-- BEGIN Data section --
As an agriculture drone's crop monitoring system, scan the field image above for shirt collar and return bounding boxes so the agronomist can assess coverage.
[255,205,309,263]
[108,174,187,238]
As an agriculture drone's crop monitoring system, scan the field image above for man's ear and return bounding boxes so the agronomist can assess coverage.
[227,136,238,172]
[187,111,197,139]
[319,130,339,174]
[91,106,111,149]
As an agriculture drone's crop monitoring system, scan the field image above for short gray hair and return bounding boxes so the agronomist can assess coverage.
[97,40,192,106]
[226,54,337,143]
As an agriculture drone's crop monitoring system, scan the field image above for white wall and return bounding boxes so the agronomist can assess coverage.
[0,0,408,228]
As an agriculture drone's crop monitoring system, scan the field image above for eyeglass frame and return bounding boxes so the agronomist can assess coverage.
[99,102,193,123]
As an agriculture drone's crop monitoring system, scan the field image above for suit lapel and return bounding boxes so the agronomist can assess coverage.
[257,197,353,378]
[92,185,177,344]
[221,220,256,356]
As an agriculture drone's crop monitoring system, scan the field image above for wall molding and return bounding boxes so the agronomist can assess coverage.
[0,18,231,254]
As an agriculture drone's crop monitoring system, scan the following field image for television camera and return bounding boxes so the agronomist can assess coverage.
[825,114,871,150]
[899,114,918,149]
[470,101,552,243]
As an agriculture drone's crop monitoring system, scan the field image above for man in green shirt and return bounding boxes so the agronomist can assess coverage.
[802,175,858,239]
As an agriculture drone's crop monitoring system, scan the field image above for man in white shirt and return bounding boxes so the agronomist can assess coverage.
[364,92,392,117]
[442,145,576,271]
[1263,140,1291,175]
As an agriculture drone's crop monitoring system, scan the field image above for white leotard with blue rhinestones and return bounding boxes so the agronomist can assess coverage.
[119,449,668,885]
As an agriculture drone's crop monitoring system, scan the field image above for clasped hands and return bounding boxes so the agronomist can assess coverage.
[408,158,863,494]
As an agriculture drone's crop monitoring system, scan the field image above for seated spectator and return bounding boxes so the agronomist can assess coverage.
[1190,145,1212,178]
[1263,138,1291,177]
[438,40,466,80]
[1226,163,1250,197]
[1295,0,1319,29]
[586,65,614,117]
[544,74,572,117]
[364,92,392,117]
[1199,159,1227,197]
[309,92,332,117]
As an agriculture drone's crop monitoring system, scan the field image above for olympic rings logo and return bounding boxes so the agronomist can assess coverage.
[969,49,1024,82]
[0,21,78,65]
-- END Data section --
# Problem to work on
Rewrite the data from the line containing "man in green" through the end of the data, replacing "seated spectator" with "seated viewer" and leaving everything else unchanged.

# Response below
As an agriculture drone's crop monitoring system, scan the field image above for man in green shirt and return bounding boxes so the agronomist can assess coverage.
[802,175,858,239]
As an agriculture drone's crop monitoring system, scan the field image above for man in white shirt and return bounding boxes so the agronomist can assess coverage.
[364,92,392,117]
[442,145,576,271]
[1263,140,1291,175]
As an agriculture drone's crop monitoring system, scan the field image above for white leotard with blue rhinestones and return bounding boxes so the agronomist can assess coverage.
[119,449,668,885]
As an agriculture drone's crop monitoring system, scan the field image above for clasped hands and return bounding boxes so the agronomist can assess coverage.
[408,158,863,494]
As an agriculture drone's crop monitoring system, scan the field image above for seated viewer and return bounding boxes so the agronomist can assess coverage.
[1190,145,1212,178]
[1263,138,1291,177]
[438,40,466,80]
[1226,163,1250,197]
[1295,0,1319,29]
[586,65,614,117]
[544,74,572,117]
[364,92,392,117]
[1199,159,1227,197]
[309,92,332,117]
As an agriculture drone's crop monitoring system, scan the field image above for olympic rings logo and return bounding boxes so the agronomist can assess coverage.
[969,49,1024,82]
[0,21,78,65]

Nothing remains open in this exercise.